# Given problem 1:
In the passage below on incitement and free speech, why does the writer hold that a person who rioted bears the responsibility, rather than anyone whose words came before? Answer in one to three sentences.
# Given problem 2:
From the passage on incitement and free speech, copy word for word the part that opens with the words containing "Claiming that other" and closes with "actions of others?".
# Given problem 3:
Carry on the essay about incitement and free speech from the point where it stops.

# Passage given:
==========

Claiming that other people incited you to violence is essentially blaming others for your own actions. But maybe this is where we are in this world today, people no longer taking responsibility for what they do. At what point are we going to start expecting people to own up for their own behavior? At what point do we blame the person who actually commits the violence, and not the person who allegedly “incited” the violence? At what point do we blame the Buffalo shooter? Don’t we live in a society where people are held accountable for their own actions? The devil didn’t make you do it, you chose to do it. Do rap songs and violent movies cause violence? Should political pundits be held responsible for the actions of others?


Donald Trump did not incite the riot at the Capital on January 6, nor did the embedded FBI false flag operatives. If you rioted at the Capital, you chose to do that. That was your decision irrespective of what anybody else said or did. Just as Barack Obama, Kamala Harris, Chuck Schumer, and Nancy Pelosi’s racially divisive rhetoric in the aftermath of George Floyd’s death did not incite the riots that raged through our country for five months in 2020. If you decided to throw Molotov cocktails or loot a store or kill an innocent person during a BLM riot, that was your decision, those were your actions, and they are your responsibility. You can’t blame somebody else for what you did because of something they said. That doesn’t make sense.


None of this left-wing rhetoric, in the aftermath of the Buffalo shooting, has anything to do with the people who lost their lives, nor is it an attempt to prevent a tragedy like that from happening again; it is solely about Democrats attempting to maintain power by controlling the speech of the American people and censoring the speech of their political opponents.


Senator Kirsten Gillibrand (D-NY) argued that social media platforms must be regulated, and supported the government ceasing that power by saying, “You can’t yell ‘fire!’ in a theater.” In last year’s State of the Union address, Joe Biden made a similar statement when he said, “no amendment to the Constitution is absolute. You can’t yell ‘fire’ in a crowded theatre.” In his book, The Audacity of Hope, Barack Obama writes, “The First Amendment doesn’t give you the right to yell ‘fire’ in a crowded theater”.


Or does it? Why can’t you “yell ‘fire!’ in a crowded theatre?” That often-misused phrase came from the 1919 Supreme Court case, Schenck v. United States when Justice Oliver Wendall Holmes, writing for the unanimous court decision, wrote, “The most stringent protection of free speech would not protect a man falsely shouting fire in a theatre and causing a panic.”

==========

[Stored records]

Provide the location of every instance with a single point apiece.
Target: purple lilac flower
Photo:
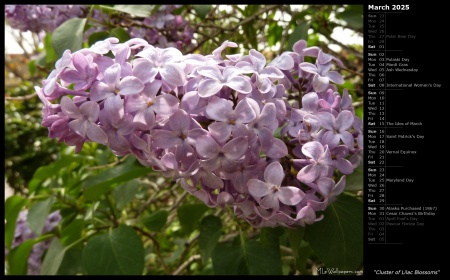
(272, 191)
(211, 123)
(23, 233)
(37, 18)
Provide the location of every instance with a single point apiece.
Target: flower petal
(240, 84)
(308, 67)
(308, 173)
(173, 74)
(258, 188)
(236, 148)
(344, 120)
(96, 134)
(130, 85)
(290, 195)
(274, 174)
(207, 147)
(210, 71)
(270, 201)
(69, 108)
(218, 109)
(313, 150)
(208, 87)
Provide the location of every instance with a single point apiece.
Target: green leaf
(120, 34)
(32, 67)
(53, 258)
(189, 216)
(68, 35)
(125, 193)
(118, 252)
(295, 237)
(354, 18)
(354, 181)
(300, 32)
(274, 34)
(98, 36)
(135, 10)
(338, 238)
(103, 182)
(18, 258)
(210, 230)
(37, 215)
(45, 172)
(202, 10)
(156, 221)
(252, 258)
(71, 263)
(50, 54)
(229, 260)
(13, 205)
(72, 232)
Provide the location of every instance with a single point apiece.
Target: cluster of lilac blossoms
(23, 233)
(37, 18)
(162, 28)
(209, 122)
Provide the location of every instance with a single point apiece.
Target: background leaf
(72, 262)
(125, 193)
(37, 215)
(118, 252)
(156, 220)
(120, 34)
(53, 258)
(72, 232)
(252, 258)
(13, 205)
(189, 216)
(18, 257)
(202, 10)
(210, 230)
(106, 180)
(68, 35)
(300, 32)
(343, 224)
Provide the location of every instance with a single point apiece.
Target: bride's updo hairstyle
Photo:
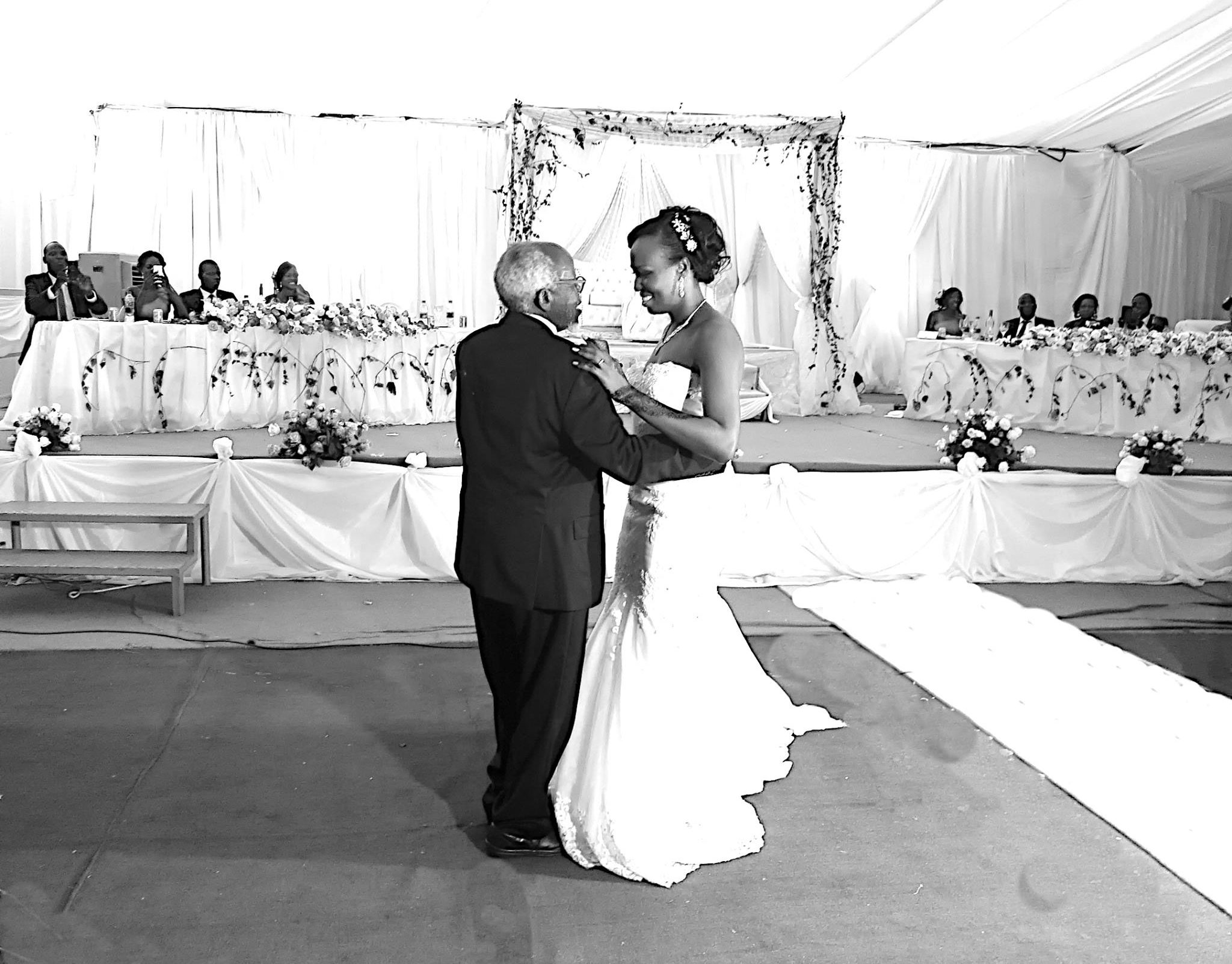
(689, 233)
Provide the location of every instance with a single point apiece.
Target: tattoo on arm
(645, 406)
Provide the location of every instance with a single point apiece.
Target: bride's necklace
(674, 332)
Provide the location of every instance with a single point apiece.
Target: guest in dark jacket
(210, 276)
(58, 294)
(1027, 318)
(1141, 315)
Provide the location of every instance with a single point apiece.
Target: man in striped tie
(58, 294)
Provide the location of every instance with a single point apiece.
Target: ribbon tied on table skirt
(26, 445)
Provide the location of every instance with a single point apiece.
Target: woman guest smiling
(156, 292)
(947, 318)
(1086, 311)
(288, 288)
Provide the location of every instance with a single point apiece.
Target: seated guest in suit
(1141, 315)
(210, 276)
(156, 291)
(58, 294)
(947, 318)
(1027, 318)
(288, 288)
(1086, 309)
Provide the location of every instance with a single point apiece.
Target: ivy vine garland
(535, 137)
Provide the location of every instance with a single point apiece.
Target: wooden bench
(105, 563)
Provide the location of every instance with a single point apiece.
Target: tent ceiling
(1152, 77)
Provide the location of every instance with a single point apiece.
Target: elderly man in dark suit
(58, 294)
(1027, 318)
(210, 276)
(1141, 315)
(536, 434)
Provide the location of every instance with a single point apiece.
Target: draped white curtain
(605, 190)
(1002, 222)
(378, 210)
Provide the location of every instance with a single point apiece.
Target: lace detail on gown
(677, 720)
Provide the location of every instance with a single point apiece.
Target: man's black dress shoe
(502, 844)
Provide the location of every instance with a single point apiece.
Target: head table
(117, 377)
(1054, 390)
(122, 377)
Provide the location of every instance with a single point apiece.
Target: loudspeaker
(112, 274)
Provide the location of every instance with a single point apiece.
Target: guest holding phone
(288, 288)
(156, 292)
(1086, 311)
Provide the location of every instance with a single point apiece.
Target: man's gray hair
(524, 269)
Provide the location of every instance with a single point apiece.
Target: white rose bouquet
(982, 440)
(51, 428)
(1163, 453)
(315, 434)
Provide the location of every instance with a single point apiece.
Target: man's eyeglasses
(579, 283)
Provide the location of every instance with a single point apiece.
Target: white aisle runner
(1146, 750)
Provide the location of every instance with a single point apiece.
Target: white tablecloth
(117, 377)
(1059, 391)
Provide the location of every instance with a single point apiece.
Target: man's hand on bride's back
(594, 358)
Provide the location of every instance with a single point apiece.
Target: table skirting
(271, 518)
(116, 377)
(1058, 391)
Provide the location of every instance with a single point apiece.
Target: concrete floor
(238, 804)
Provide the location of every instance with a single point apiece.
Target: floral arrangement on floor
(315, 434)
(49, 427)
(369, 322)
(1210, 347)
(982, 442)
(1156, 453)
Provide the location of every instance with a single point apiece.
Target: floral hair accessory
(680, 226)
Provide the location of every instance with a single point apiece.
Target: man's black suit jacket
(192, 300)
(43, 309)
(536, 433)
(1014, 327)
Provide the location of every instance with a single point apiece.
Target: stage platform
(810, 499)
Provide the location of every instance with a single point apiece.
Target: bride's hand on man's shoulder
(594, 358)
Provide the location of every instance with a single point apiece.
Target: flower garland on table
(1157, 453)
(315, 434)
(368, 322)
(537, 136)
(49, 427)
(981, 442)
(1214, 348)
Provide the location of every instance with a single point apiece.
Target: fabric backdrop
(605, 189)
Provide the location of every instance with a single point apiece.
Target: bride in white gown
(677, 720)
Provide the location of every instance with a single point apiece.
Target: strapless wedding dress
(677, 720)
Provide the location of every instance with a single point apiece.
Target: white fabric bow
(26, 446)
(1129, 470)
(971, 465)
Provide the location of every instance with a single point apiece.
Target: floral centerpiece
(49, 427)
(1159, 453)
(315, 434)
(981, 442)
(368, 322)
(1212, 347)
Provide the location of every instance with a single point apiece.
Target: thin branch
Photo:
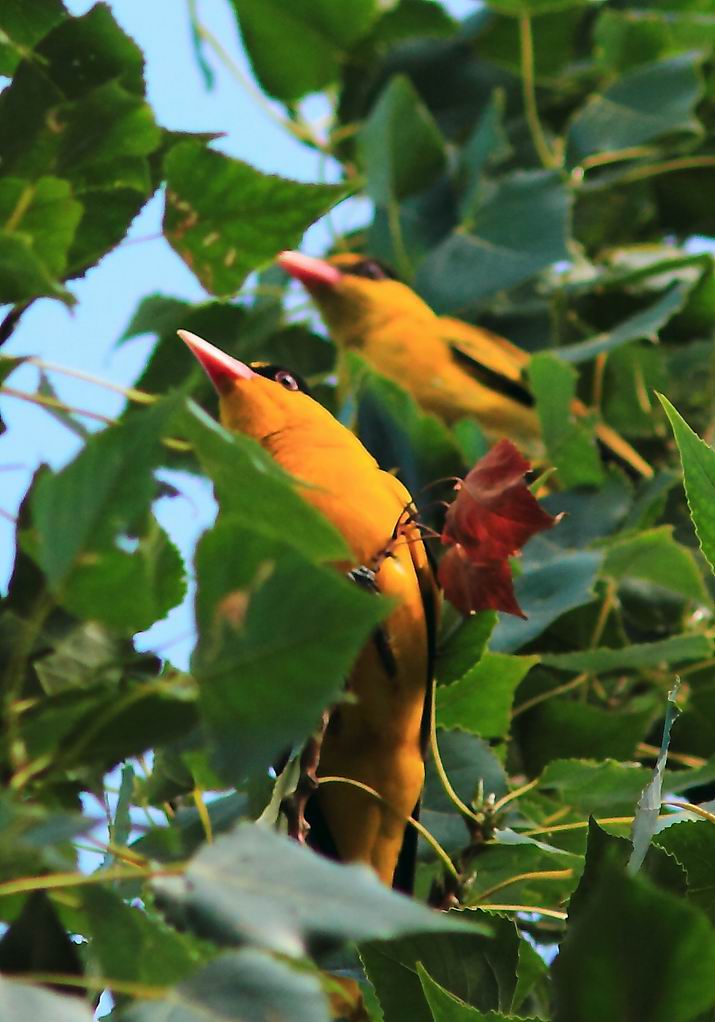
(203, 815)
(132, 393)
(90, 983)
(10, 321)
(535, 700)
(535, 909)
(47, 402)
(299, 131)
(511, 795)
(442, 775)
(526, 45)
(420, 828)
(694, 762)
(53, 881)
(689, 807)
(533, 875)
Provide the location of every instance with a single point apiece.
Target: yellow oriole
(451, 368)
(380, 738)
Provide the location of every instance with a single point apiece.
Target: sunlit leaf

==========

# Final result 1:
The writer holds that rioting was the person's own choice, made regardless of what anybody else said or did. The writer adds that you can't blame somebody else for what you did because of something they said.

# Final result 2:
Claiming that other people incited you to violence is essentially blaming others for your own actions. But maybe this is where we are in this world today, people no longer taking responsibility for what they do. At what point are we going to start expecting people to own up for their own behavior? At what point do we blame the person who actually commits the violence, and not the person who allegedly “incited” the violence? At what point do we blame the Buffalo shooter? Don’t we live in a society where people are held accountable for their own actions? The devil didn’t make you do it, you chose to do it. Do rap songs and violent movies cause violence? Should political pundits be held responsible for the actions of others?

# Final result 3:
This example was relevant at the time because there had been several instances prior to Justice Holmes’ opinion where yelling “fire!” in a crowded building caused massive panics which resulted in unnecessary deaths. On October 19, 1856, at the Royal Surrey Gardens Music Hall, in London, someone shouted "fire!" during a religious service, panic ensued, and eight people were crushed to death. On September 19, 1902, in the Shiloh Baptist Church in Birmingham, Alabama, someone yelled, "There's a fight!" that was misheard as "fire", causing a panic and stampede which killed 115 people. And on December 24, 1913, in the Italian Hall in Calumet, Michigan, 73 people were crushed to death in a stampede when someone falsely shouted "fire!" at a crowded Christmas party. Was the panic that resulted in all these deaths caused by someone yelling “fire!”, or were they a result of those buildings not having an appropriate number of means of egress to accommodate the people exiting the building safely during an emergency? And is the prohibition on yelling “fire!”, another example of the powerful exploiting a tragedy to take some of our rights away?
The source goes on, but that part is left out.